Excerpts from a point labeling dataset

———

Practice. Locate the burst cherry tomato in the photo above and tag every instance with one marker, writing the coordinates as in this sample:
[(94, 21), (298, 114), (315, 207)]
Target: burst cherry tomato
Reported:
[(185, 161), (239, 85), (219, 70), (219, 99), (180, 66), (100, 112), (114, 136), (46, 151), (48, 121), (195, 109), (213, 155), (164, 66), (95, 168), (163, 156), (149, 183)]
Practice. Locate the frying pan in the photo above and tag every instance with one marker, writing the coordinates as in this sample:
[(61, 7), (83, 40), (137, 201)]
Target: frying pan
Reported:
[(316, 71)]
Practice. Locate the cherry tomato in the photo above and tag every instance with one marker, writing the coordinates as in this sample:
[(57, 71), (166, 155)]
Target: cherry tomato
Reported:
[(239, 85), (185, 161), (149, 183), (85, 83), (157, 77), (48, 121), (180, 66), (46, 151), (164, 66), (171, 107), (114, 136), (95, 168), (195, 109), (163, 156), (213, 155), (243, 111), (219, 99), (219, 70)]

———

• [YOUR OBJECTIVE]: Reproduce everything in the data above, from the line containing "Practice. Locate the cherry" down to the end of the data, without any changes.

• [EXERCISE ANSWER]:
Practice. Locate the cherry tomato in the photo above and tag every instance with one marker, writing the coordinates as in this sample:
[(57, 71), (166, 155)]
Target: cherry tomato
Reported:
[(239, 85), (185, 161), (149, 183), (85, 83), (157, 77), (48, 121), (180, 66), (46, 151), (164, 66), (171, 107), (114, 136), (95, 168), (195, 109), (163, 156), (213, 155), (243, 111), (219, 99), (219, 70)]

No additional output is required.